→ **SOURCE TEXT**:
Skip to main content

UMSOM Transplant Surgeon Performs Maryland's First Robot-Assisted Living Donor Kidney Transplant

March 14, 2022 | Bill Seiler

Chandra S. Bhati, MS, MBBSInnovative Surgery Performed at the University of Maryland Medical Center Promises Reduced Hospital Stay and New Options for Obese Patients

Chandra S. Bhati, MS, MBBS, Professor of Surgery at the University of Maryland School of Medicine, became the first transplant surgeon in the state to use robot-assisted surgery to transplant a kidney from a living donor. He performed the surgery in September at the University of Maryland Medical Center (UMMC) and has performed several successful transplants since then using the minimally invasive technique.

The technology enables smaller incisions to perform the transplant, which often leads to a quicker recovery with less pain and scarring than a traditional transplant. It also presents fewer risks for obese patients, which could expand the list of patients eligible to receive a transplant.

→ **INFORMATION PROVIDED**:
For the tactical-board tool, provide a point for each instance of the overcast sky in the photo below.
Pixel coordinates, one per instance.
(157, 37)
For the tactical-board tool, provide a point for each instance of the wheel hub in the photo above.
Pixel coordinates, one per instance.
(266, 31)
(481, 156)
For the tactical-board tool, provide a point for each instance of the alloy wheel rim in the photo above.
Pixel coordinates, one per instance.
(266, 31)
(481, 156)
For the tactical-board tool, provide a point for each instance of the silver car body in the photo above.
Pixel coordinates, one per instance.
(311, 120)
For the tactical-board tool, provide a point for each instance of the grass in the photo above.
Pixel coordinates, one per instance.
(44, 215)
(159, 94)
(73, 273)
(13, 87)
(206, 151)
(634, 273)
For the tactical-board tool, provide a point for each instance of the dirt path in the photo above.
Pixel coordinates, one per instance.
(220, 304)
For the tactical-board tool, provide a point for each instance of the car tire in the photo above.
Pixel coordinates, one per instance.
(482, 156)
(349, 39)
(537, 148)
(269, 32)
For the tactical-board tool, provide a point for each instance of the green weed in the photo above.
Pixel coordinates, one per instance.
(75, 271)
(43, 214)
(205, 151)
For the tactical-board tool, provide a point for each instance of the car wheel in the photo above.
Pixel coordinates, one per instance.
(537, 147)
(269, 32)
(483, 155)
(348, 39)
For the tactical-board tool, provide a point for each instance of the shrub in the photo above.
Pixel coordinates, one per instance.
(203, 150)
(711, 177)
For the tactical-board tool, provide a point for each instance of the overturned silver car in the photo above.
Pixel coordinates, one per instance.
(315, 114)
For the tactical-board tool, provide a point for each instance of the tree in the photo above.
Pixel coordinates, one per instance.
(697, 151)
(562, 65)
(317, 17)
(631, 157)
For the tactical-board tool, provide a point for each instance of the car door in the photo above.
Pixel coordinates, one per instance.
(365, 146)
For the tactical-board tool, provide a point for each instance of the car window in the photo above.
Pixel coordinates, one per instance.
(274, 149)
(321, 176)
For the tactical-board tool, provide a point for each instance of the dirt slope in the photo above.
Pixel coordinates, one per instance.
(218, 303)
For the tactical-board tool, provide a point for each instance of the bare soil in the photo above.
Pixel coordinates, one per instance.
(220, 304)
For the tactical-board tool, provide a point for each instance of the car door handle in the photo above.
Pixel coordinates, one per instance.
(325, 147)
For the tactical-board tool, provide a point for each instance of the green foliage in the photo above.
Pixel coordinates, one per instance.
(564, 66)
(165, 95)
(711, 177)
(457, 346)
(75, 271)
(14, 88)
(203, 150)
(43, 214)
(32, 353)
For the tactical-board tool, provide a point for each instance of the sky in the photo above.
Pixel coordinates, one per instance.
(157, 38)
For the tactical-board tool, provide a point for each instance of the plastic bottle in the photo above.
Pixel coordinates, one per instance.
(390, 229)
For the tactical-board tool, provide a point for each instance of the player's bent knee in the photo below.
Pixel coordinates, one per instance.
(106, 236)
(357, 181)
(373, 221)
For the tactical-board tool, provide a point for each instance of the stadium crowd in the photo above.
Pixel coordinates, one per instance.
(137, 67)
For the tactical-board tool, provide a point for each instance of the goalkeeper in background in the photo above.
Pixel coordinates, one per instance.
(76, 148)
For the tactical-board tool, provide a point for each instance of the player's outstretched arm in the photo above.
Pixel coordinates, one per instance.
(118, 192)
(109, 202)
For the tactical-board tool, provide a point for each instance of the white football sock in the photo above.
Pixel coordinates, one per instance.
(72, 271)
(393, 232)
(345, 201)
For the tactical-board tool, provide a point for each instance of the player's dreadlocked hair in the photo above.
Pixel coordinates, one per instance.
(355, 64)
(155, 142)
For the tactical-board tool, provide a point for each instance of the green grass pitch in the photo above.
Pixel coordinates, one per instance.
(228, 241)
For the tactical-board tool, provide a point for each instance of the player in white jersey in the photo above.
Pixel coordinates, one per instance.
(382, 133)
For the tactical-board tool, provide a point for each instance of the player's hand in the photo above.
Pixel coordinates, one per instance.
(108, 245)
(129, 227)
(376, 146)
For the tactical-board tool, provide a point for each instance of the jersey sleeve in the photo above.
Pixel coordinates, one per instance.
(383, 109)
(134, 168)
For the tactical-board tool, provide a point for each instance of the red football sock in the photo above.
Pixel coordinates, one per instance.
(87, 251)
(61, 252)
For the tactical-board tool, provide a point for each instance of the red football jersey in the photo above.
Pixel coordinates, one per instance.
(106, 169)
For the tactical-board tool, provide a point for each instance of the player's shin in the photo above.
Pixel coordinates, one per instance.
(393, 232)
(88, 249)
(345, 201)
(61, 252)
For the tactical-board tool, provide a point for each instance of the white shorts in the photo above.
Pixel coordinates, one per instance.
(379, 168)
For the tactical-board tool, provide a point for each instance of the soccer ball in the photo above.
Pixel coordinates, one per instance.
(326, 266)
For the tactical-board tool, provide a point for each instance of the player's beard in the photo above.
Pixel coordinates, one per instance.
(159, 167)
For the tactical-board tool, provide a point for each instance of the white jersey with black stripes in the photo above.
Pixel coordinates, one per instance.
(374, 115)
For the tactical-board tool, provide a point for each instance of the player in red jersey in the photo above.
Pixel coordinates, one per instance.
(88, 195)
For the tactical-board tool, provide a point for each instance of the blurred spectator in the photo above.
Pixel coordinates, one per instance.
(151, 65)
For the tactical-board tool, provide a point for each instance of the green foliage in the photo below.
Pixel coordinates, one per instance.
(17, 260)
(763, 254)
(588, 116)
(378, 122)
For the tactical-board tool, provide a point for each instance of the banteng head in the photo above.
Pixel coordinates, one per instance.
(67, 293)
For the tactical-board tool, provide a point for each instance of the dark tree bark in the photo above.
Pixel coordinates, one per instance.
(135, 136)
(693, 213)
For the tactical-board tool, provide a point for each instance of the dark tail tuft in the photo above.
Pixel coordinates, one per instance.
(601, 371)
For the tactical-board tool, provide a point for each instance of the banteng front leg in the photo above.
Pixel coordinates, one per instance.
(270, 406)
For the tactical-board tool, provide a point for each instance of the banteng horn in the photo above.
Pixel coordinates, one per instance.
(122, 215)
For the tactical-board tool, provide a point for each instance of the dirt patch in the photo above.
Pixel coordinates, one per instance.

→ **QUESTIONS TO ANSWER**:
A. According to the kidney transplant article, where did Chandra S. Bhati perform Maryland's first robot-assisted living donor kidney transplant?
B. Continue the article on the robot-assisted kidney transplant from where it stops.
These rows come from a different source than the article.

→ **EXPECTED RESPONSES**:
A. At the University of Maryland Medical Center (UMMC).

B.
The first patient, 36-year-old Omelia Bennett of Randallstown, had been on dialysis for seven years as she waited for a matching donor. When a living donor became available, she jumped at the option of having a less invasive surgery with robotic technology that offered a faster recuperation time and fewer days in the hospital.

Watch video"I just want to start my life over again, and if I could have a surgery which minimizes scarring, I was up for it," said Ms. Bennett. She received the transplant on a Thursday. "The next day, at 4 o'clock in the morning, I was walking around. I wasn't in that much pain." She went home from the hospital the following Monday, just five days after her transplant.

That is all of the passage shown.